Please copy the rows below line for line, leaving every character unchanged.

Point placement rows:

● ● ● ● ●

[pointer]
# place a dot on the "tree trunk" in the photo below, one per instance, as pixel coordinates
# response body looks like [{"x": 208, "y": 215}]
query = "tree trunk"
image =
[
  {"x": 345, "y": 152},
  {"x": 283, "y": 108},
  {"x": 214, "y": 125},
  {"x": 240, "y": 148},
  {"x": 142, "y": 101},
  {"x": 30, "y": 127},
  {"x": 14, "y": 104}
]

● ● ● ● ●

## [Full output]
[pointer]
# place a dot on the "tree trunk" in the photo below, one per instance, as pixel coordinates
# response body looks like [{"x": 208, "y": 215}]
query = "tree trunk"
image =
[
  {"x": 345, "y": 152},
  {"x": 283, "y": 108},
  {"x": 214, "y": 125},
  {"x": 240, "y": 148},
  {"x": 142, "y": 101},
  {"x": 30, "y": 127},
  {"x": 14, "y": 104}
]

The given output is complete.